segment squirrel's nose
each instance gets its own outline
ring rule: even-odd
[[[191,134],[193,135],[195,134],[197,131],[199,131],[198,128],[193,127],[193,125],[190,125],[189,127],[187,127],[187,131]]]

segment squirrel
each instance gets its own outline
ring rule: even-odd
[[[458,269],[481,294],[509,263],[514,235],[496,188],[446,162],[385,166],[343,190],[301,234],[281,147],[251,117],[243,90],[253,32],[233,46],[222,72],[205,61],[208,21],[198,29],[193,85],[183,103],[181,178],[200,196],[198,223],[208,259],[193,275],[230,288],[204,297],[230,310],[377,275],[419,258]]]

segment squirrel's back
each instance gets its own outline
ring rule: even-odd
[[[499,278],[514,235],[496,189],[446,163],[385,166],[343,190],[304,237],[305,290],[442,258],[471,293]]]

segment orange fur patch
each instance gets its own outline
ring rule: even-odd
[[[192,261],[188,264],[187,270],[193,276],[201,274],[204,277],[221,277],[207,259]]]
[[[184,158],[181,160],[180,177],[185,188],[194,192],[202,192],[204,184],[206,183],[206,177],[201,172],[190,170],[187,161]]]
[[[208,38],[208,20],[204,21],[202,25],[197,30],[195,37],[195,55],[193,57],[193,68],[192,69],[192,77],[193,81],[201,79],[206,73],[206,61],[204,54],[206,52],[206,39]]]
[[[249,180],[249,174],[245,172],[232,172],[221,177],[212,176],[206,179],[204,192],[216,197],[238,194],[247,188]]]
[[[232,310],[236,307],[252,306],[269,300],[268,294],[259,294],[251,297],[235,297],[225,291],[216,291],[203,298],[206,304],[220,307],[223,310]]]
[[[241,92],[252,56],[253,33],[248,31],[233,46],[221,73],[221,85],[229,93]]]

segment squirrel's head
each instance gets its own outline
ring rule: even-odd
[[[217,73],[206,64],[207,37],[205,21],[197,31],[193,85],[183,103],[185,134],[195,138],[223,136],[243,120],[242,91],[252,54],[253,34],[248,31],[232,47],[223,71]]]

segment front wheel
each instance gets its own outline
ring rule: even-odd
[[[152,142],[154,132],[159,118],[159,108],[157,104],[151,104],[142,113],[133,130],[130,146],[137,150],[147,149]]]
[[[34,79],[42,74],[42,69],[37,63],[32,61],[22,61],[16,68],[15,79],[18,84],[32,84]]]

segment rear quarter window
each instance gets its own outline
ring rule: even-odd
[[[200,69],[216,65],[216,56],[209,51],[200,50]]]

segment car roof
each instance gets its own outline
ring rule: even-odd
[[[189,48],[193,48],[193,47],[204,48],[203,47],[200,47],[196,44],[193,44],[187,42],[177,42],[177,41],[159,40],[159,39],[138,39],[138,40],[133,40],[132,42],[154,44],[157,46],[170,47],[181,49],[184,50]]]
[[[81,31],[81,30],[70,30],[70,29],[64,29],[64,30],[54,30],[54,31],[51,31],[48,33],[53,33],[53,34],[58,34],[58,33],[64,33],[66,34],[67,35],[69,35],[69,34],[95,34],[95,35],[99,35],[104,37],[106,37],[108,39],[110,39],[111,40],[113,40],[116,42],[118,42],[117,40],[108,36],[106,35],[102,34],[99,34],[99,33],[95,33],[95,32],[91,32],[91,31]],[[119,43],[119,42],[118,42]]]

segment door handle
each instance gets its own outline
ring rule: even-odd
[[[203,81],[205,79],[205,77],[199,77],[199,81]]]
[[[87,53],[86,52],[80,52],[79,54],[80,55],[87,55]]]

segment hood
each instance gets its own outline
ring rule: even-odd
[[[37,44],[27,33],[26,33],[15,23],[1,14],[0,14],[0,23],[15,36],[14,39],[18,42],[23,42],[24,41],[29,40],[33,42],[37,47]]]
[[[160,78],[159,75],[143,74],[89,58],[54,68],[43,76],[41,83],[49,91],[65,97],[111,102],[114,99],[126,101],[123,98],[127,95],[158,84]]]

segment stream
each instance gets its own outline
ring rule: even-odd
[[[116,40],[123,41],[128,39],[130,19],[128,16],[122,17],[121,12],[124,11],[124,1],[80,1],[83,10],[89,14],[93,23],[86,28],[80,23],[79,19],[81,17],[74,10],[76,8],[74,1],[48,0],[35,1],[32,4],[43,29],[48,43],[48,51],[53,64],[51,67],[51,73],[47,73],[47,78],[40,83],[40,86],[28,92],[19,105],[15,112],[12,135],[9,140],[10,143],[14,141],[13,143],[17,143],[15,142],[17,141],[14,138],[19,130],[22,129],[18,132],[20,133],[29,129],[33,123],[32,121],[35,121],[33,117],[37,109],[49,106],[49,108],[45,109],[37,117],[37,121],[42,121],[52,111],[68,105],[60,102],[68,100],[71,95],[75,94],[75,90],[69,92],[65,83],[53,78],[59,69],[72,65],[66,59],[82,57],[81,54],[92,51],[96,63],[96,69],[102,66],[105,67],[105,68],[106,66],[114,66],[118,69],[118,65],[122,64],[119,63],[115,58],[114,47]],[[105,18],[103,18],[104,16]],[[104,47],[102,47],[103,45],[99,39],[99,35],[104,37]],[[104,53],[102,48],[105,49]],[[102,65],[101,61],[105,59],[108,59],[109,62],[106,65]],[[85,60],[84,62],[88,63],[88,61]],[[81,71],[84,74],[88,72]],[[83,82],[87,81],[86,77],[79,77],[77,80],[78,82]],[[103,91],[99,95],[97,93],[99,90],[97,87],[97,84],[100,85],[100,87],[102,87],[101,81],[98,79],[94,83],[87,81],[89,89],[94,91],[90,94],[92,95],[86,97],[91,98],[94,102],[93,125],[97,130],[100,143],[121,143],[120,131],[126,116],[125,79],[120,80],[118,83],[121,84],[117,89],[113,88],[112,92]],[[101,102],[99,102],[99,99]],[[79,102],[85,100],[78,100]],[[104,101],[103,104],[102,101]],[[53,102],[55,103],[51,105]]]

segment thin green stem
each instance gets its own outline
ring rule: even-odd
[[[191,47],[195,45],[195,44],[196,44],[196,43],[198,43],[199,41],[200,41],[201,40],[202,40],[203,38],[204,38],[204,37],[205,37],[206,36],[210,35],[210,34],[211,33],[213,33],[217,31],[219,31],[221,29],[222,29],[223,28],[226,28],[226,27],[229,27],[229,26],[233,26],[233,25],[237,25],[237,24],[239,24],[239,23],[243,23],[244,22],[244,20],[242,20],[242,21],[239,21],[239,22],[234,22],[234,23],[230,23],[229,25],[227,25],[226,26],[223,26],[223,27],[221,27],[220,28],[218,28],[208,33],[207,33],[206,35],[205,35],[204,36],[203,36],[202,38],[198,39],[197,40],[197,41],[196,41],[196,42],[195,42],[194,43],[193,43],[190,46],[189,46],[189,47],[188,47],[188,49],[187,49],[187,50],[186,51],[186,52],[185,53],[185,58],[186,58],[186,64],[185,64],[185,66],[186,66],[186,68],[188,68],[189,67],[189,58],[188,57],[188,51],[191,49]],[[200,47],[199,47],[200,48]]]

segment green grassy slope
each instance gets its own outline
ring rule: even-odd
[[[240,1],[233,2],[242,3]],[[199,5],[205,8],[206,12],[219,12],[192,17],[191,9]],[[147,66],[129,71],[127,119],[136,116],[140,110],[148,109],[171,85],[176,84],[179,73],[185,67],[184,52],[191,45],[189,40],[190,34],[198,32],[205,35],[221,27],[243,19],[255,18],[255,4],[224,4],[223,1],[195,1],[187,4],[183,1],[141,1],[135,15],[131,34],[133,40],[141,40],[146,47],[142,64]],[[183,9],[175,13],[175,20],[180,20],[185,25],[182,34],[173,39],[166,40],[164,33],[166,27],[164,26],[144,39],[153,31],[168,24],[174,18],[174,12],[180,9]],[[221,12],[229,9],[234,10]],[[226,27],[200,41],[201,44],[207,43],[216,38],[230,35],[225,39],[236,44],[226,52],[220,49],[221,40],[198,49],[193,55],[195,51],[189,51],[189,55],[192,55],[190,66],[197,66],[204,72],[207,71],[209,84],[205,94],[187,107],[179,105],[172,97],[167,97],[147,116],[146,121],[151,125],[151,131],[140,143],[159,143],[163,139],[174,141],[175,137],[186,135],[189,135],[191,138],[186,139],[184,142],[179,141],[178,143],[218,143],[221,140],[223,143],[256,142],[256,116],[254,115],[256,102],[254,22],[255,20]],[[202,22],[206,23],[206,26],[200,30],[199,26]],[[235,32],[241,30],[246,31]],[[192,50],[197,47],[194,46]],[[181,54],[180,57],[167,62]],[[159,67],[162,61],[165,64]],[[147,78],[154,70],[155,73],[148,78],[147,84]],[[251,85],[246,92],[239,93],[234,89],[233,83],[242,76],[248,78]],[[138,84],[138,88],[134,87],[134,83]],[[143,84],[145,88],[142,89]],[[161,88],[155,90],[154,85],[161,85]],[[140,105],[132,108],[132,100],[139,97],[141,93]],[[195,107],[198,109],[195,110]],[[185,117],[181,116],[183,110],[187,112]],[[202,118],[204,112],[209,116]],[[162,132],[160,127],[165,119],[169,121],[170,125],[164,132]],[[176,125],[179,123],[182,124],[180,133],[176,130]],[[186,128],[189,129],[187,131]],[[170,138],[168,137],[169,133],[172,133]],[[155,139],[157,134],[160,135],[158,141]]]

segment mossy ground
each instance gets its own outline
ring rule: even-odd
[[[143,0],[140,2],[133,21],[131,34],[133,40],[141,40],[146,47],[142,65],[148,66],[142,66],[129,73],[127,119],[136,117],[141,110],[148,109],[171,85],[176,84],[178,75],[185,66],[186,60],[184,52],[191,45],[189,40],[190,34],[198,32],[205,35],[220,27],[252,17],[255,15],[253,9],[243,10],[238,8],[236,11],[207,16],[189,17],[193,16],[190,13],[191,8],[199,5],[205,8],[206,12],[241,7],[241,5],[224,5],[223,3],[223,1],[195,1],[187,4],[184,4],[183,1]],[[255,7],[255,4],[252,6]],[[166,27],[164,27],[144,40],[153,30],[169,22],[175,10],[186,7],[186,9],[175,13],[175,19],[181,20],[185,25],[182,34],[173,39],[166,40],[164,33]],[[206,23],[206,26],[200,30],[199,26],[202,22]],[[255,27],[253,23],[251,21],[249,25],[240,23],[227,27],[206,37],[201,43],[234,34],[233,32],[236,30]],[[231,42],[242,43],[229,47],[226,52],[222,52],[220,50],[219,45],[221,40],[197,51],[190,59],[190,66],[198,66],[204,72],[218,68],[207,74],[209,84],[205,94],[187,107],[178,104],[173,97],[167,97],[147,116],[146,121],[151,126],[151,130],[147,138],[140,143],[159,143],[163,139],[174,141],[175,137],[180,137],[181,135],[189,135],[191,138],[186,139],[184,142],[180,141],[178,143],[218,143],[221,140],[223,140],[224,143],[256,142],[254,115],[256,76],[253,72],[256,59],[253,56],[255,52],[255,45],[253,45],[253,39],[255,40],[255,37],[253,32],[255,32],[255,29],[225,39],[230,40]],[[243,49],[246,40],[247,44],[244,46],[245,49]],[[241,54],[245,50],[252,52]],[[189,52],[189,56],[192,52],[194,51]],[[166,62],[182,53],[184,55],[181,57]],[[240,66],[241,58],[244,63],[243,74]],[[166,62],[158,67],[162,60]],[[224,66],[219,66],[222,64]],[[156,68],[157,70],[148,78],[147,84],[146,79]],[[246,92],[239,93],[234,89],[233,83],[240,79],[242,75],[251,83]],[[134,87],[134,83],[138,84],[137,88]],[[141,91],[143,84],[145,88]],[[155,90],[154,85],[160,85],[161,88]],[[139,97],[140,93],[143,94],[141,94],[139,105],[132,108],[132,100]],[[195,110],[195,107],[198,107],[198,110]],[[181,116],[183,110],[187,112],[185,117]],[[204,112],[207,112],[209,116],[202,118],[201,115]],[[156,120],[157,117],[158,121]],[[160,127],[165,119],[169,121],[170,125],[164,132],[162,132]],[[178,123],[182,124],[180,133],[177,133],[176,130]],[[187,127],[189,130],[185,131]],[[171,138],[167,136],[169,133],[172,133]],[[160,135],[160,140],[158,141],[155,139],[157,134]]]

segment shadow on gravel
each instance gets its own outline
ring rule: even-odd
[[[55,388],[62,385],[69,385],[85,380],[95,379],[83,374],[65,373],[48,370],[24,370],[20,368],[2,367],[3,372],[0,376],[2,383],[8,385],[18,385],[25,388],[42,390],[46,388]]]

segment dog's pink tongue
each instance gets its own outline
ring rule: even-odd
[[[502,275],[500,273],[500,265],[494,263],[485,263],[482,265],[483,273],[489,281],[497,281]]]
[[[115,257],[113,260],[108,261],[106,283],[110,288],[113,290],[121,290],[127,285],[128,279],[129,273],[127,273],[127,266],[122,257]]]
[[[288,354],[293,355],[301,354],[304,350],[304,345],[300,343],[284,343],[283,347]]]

WORK INSTRUCTIONS:
Copy out the lines of the items above, from the line containing "segment rear quarter window" through the line containing "[[[200,69],[216,65],[216,56],[209,51],[200,50]]]", inclusive.

COMPLETED EXERCISE:
segment rear quarter window
each instance gets its own outline
ring rule: even-odd
[[[200,69],[216,65],[216,56],[209,51],[200,50]]]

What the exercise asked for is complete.